**EXERCISE INSTRUCTIONS**
What are the lines below, starting at the line containing "Target: fish eye" and ending at the line containing "the photo above"? Write them out exactly, ends included, without pictures.

**Data records**
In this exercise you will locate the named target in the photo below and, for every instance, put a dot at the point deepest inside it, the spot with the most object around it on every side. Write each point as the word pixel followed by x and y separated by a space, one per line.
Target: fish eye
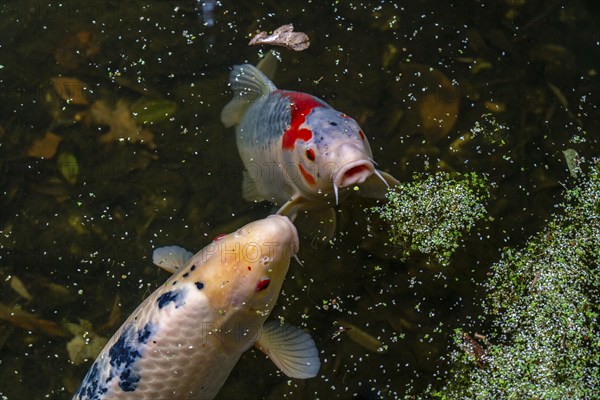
pixel 263 284
pixel 310 154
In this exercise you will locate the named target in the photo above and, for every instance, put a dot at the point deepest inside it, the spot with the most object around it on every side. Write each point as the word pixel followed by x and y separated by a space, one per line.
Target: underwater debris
pixel 283 36
pixel 31 322
pixel 362 338
pixel 18 286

**OUTPUT OF THE TASK**
Target: fish eye
pixel 263 284
pixel 310 154
In this exercise you will locate the named target in the photo above and, for every instance, put a dot at the point deepest inside it, the spot with the most object around it on every side. Write each point as the word pixel followed by x and y separated by a space, one per line.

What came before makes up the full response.